Source data:

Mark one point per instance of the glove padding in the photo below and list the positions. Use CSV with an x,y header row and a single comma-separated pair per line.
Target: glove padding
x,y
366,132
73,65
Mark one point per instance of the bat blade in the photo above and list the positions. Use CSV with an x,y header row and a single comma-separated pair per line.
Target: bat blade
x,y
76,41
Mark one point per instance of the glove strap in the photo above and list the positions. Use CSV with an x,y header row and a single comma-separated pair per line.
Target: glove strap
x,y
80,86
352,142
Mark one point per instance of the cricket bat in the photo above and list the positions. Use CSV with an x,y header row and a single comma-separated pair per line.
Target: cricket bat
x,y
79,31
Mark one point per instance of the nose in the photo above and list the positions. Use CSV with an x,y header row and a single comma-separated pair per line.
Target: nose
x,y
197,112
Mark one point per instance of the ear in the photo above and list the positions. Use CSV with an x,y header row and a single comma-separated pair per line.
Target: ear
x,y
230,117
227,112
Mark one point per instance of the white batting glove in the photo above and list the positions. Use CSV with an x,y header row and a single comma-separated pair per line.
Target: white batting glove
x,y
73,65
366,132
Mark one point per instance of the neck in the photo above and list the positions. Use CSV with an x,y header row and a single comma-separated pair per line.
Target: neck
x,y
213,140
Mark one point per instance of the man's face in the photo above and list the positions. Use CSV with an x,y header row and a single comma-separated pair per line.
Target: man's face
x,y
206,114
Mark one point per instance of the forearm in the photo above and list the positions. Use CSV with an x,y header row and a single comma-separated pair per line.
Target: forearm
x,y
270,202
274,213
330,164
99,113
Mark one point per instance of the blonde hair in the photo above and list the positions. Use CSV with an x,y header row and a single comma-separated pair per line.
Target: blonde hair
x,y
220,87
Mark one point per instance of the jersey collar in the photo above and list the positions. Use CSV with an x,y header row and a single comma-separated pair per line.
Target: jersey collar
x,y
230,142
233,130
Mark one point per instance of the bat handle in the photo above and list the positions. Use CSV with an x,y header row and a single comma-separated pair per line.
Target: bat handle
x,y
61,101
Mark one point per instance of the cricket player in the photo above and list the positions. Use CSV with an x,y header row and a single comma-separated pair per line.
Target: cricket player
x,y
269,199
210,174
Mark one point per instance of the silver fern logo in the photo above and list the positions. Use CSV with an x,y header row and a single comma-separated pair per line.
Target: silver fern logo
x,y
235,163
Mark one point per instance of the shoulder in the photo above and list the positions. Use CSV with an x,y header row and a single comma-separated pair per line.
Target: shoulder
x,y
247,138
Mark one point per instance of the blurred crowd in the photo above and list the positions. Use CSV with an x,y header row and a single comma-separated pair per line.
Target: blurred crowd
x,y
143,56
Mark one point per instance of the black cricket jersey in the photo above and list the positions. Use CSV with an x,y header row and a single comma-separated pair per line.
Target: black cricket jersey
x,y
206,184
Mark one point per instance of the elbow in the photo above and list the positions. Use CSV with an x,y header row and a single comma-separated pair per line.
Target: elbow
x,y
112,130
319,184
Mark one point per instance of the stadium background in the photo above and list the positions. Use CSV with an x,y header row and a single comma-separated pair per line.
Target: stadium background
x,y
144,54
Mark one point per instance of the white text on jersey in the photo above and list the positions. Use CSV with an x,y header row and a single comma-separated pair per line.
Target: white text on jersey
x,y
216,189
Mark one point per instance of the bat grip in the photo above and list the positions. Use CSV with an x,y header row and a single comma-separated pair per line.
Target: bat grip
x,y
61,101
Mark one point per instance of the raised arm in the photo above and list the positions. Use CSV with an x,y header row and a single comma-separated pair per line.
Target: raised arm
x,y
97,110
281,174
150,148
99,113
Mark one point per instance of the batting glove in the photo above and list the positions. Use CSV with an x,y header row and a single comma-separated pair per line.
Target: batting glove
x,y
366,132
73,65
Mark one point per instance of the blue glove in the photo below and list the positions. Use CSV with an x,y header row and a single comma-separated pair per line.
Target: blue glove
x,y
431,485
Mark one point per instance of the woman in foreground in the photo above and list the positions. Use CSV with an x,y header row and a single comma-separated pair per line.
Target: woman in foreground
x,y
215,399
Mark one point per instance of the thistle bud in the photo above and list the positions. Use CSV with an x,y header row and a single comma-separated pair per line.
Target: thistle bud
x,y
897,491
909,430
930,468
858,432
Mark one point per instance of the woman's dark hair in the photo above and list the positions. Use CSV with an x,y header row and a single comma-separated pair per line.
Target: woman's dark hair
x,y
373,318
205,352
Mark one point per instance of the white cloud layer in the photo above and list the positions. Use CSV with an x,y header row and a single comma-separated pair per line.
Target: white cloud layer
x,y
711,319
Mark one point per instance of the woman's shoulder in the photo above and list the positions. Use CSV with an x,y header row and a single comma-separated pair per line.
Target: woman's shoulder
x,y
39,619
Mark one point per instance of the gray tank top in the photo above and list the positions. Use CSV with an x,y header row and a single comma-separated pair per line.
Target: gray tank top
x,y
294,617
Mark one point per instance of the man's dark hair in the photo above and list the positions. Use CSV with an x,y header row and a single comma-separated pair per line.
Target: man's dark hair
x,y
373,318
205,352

Task:
Could you output the stretch from the line containing "Mark one point per instance of the woman's shoulder" through the last of the rows above as a JSON list of strings, one string per line, with blank lines left out?

Solution to this task:
[
  "Mark one point per instance of the woman's shoulder in the photo above and list the positions. Use CSV with an x,y header row and a single comma-separated pair per line.",
  "Target: woman's shoulder",
  "x,y",
  "39,619",
  "Mark one point per instance of the gray tank top in the photo above and list the positions. Use CSV with an x,y header row and a single comma-separated pair per line.",
  "Target: gray tank top",
  "x,y",
  "294,617",
  "Mark one point per instance of the man's dark hair in the photo above and list the positions. Use CSV with an x,y header row and a single comma-separated pair per line.",
  "Target: man's dark hair",
  "x,y",
  "373,318",
  "205,352"
]